* RECORD EXTRACTS
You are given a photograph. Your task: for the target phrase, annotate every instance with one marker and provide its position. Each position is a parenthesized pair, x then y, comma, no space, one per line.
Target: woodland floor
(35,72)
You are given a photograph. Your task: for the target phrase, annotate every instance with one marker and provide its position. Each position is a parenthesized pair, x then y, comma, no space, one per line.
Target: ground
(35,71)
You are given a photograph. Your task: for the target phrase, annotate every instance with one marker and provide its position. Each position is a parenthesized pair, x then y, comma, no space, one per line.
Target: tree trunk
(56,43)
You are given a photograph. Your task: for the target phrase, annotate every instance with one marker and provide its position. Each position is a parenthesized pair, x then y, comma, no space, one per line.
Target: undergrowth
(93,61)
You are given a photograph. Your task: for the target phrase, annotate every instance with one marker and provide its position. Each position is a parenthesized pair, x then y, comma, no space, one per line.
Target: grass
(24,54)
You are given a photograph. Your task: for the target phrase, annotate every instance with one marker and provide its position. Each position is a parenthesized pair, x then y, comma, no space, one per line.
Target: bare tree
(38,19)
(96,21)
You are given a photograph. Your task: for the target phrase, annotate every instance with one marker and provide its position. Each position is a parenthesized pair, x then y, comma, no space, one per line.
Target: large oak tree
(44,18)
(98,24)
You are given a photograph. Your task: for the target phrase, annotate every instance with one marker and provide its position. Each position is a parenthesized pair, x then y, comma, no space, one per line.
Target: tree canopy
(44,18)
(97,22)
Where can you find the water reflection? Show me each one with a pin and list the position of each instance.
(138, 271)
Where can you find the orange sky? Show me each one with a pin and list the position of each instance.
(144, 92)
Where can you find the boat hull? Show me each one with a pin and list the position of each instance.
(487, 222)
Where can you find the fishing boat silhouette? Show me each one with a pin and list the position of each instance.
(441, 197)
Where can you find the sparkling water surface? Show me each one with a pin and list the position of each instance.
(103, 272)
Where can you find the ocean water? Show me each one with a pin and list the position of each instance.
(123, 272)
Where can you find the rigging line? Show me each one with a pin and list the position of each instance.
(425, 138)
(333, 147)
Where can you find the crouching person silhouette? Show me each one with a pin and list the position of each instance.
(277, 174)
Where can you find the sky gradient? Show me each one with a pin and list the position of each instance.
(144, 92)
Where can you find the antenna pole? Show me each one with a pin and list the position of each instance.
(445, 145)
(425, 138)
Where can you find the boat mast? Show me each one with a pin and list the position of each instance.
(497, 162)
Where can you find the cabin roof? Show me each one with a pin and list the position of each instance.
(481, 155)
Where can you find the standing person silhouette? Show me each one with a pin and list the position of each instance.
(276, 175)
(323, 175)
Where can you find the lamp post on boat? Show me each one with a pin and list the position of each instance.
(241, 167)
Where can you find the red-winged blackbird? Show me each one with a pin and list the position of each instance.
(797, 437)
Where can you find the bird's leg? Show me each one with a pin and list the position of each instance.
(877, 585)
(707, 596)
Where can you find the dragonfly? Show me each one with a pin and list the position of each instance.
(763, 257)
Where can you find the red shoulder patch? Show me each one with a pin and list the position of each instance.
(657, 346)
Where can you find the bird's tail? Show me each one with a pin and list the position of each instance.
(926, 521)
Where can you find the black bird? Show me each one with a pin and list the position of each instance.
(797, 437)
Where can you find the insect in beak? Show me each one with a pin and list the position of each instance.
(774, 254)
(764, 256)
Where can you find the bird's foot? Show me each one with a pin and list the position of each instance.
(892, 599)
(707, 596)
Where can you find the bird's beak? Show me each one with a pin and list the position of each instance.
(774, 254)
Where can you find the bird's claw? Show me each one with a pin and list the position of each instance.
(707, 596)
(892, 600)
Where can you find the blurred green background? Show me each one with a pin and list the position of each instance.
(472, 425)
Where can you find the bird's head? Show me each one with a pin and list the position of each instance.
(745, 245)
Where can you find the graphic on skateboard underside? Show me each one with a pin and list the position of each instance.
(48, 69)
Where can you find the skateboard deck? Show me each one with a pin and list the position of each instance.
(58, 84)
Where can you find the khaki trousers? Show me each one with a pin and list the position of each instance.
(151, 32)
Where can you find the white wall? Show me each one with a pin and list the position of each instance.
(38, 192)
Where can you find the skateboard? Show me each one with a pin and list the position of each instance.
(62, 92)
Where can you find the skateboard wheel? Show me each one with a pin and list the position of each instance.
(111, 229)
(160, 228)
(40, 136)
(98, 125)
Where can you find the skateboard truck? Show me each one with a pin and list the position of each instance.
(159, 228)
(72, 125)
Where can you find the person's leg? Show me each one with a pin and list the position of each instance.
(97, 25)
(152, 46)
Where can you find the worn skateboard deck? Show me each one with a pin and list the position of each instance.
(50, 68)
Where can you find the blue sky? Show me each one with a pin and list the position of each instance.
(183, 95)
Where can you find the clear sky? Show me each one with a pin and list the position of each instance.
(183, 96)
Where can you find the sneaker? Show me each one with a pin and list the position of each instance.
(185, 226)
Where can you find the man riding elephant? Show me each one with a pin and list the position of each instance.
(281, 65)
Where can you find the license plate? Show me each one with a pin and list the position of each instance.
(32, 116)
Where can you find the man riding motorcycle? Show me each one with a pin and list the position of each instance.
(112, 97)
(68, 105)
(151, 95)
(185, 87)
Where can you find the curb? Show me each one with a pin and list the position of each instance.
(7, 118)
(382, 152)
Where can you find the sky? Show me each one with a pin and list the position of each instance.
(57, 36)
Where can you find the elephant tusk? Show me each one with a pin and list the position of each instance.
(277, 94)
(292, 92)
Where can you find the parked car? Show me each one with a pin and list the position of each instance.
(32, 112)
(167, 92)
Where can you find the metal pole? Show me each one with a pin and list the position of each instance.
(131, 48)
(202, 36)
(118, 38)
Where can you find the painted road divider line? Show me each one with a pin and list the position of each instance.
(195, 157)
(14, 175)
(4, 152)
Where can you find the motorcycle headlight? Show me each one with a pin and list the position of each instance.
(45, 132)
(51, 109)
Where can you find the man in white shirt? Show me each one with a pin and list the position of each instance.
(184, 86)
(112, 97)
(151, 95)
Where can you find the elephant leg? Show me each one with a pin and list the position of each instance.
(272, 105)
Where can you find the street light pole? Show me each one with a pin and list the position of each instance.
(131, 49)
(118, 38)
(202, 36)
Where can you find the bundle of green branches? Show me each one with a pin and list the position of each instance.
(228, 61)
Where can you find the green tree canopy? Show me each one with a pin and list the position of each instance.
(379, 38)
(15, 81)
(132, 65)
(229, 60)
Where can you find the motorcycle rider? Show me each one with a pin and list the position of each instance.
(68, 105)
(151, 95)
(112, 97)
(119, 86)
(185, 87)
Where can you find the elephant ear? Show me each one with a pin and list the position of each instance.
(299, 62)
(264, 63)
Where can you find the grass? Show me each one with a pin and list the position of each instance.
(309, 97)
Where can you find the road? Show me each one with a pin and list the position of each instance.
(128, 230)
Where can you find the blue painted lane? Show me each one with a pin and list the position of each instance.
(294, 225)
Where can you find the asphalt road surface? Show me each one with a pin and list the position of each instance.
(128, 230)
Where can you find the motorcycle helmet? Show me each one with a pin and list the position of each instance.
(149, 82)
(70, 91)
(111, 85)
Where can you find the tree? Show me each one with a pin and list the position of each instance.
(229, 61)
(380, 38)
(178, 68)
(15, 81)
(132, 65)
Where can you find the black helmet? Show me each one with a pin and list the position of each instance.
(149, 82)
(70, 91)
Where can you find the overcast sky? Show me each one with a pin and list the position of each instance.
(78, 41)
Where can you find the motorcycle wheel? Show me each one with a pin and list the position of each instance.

* SHORT PROBLEM
Quote each line of the listing above exactly.

* SOLUTION TO THIS EXERCISE
You are given a photograph. Your task: for the target phrase, annotate every instance with one marker and provide its position. Each position is a parenthesized pair, x then y, comma, no space, one per line.
Target: woodland floor
(35,72)
You are given a photograph. Your task: for the target phrase, annotate every instance with one marker and provide its position. Each position is a parenthesized pair, x then y, comma, no space, one per line.
Target: ground
(35,71)
You are given a photograph. Your task: for the target phrase, annotate every instance with one marker and provide its position. Each position is a parenthesized pair, x then y, comma, no space, one per line.
Target: tree trunk
(56,43)
You are given a photograph. Your task: for the target phrase, annotate every instance with one marker and provide its position. Each position is a parenthesized pair, x then y, comma, no space, one per line.
Target: undergrowth
(93,61)
You are given a photograph. Your task: for the target phrase, annotate every instance with one marker and provide its position. Each position is a parenthesized pair, x then y, comma, no space, one per line.
Target: grass
(24,54)
You are given a photograph. Your task: for the target phrase, annotate every instance with one marker and provide its position. Each position is a parenthesized pair, x then y, comma, no space, one per line.
Target: bare tree
(38,19)
(96,21)
You are given a photograph. Your task: for the target phrase, annotate every instance with one marker and provide its position. Each position is a parenthesized pair, x then y, comma, no space, one per line.
Target: large oak tree
(44,18)
(98,24)
You are given a photograph. Your task: for the target phrase, annotate every instance with one marker and provide its position. Each position is a parenthesized pair, x then y, comma, no space, one per line.
Target: tree canopy
(44,18)
(97,22)
Where can you find the water reflection? Show me each one with a pin and list the position of each instance.
(138, 271)
Where can you find the orange sky? Show me each one with a pin and list the position of each instance.
(144, 92)
Where can you find the boat hull? Show me each one with a pin and list the position of each instance.
(487, 222)
Where can you find the fishing boat silhouette? Show me each one with a pin and list the position of each instance.
(441, 197)
Where can you find the sparkling water surface? Show me each one with a pin and list the position of each instance.
(103, 272)
Where can you find the ocean water? Show me each one with a pin and list the position of each instance.
(123, 272)
Where can you find the rigging line? Show me each one with a pin and list the position of each instance.
(425, 138)
(333, 147)
Where can you find the crouching person silhouette? Show me each one with a pin and list the position of each instance.
(277, 174)
Where can you find the sky gradient? Show me each one with a pin and list the position of each instance.
(144, 92)
Where can you find the antenna pole? Show me each one with a pin and list the position of each instance.
(445, 145)
(425, 138)
Where can you find the boat mast? Show me each one with a pin and list the position of each instance.
(497, 162)
Where can you find the cabin roof? Show me each one with a pin and list the position of each instance.
(481, 155)
Where can you find the standing person silhouette? Show me each one with a pin and list the position of each instance.
(276, 175)
(323, 175)
Where can you find the lamp post on boat? Show me each one with a pin and list the position of each instance.
(241, 167)
Where can you find the red-winged blackbird? Show me each one with a pin and list the position of each instance.
(797, 437)
Where can you find the bird's leg? Show me each one with a pin and list the position of each instance.
(877, 585)
(707, 596)
Where can you find the dragonfly? Show me each one with a pin and list the position of each instance.
(763, 257)
Where can you find the red shoulder patch? Show me each one with a pin and list the position of each instance.
(657, 346)
Where can you find the bird's tail? Show me each one with a pin and list the position of each instance.
(926, 521)
Where can you find the black bird? Show me each one with a pin and list the position of each instance.
(797, 437)
Where can you find the insect in beak? Show me each one with a pin and list the position of each instance.
(774, 254)
(764, 256)
Where can you find the bird's foot? Show me each one with a pin and list the position of each instance.
(892, 599)
(707, 596)
Where can you find the bird's beak? Show me each one with a pin and list the position of each instance.
(774, 254)
Where can you find the bird's claw? Show me each one with a pin and list the position of each instance.
(707, 596)
(892, 600)
Where can you find the blurred green background? Show me each one with a pin and list the position of each instance.
(472, 425)
Where can you find the bird's head? Show me each one with a pin and list the position of each instance.
(745, 245)
Where can you find the graphic on skateboard underside? Show me each one with a pin and list the position of each instance.
(48, 69)
Where can you find the skateboard deck? Show me each one with a pin and list the position of each instance.
(58, 84)
Where can you find the khaki trousers? Show me each one with a pin and list the position of each instance.
(151, 32)
Where can you find the white wall? Show me each one with a pin and list the position of each instance.
(38, 192)
Where can you find the skateboard? Show me each one with a pin and list the position of each instance.
(62, 92)
Where can you find the skateboard wheel? Show me each one with a pin and list the position of each instance.
(111, 229)
(160, 228)
(40, 136)
(98, 125)
Where can you find the skateboard truck? Show me each one with a pin and list the position of each instance.
(159, 228)
(72, 125)
Where can you find the person's leg? Show me each one with a pin and list the position of each instance.
(97, 25)
(152, 46)
Where can you find the worn skateboard deck? Show me each one with a pin and list the position of each instance.
(50, 68)
Where can you find the blue sky? Show me each one with a pin and list the position of each instance.
(183, 95)
Where can you find the clear sky? Show me each one with a pin and list the position of each instance.
(183, 96)
Where can you find the sneaker? Show me each one with a pin and list the position of each instance.
(185, 226)
Where can you find the man riding elephant? Show me each one with a pin and list the position of each instance.
(281, 65)
Where can you find the license plate? Show me each one with a pin and list the position of each instance.
(32, 116)
Where can you find the man riding motorcycle? Show me each one with a pin and list the position of each instance.
(112, 97)
(68, 105)
(151, 95)
(185, 87)
Where can you find the curb? Show me each one with a pin and list the position of each instance.
(7, 118)
(382, 152)
Where can you find the sky? Show me each one with a pin and list the position of each instance.
(57, 36)
Where can you find the elephant tusk? Show me each one with a pin and list the position of each instance.
(277, 94)
(292, 92)
Where can you find the parked car? Show me each one with a pin and list the position of each instance.
(32, 112)
(167, 92)
Where can you find the metal pole? Show me each one with a pin and list the position of each instance.
(131, 48)
(202, 36)
(118, 38)
Where can you find the painted road divider line? Show me each one with a pin and list the position of each instance.
(195, 157)
(14, 175)
(4, 152)
Where can you find the motorcycle headlight? Show me each one with a pin and list the position of each instance.
(45, 132)
(51, 109)
Where can you find the man in white shirt? Show me each one with a pin and list the position of each instance.
(184, 86)
(112, 97)
(151, 95)
Where can you find the elephant leg? Show me each one with a pin and list the position of each instance.
(272, 105)
Where can you find the street light pole? Show me each one with a pin and list the position of each instance.
(131, 49)
(118, 38)
(202, 36)
Where can you find the bundle of green branches? Show me each one with a pin and list the position of each instance.
(228, 61)
Where can you find the green tree canopy? Show me each one with a pin and list the position of each instance.
(379, 38)
(15, 81)
(132, 65)
(229, 60)
Where can you find the motorcycle rider? Show me each one with a pin and list the position of each instance.
(68, 105)
(151, 95)
(112, 97)
(119, 86)
(185, 87)
Where can you find the elephant ear? Show me each one with a pin and list the position of each instance.
(299, 62)
(264, 63)
Where can you find the grass? Show me each one with a pin and list the position of each instance.
(309, 97)
Where can you find the road? Show me each one with a pin and list the position of each instance.
(128, 230)
Where can you find the blue painted lane? Show me each one with a pin and list the position of each instance.
(294, 225)
Where can you find the asphalt road surface? Show me each one with a pin and list the position of each instance.
(128, 230)
Where can you find the motorcycle helmet? Show me each one with a pin and list the position of each instance.
(149, 82)
(70, 91)
(111, 85)
Where can you find the tree? Show me each one with a pin and list the position of each instance.
(229, 61)
(380, 38)
(178, 68)
(15, 81)
(132, 65)
Where can you find the black helmet? Show me each one with a pin and list the position of each instance.
(149, 82)
(70, 91)
Where can you find the overcast sky? Show me each one with a pin and list the position of each instance.
(78, 41)
Where can you find the motorcycle wheel? Show me each one with a pin and list the position of each instance.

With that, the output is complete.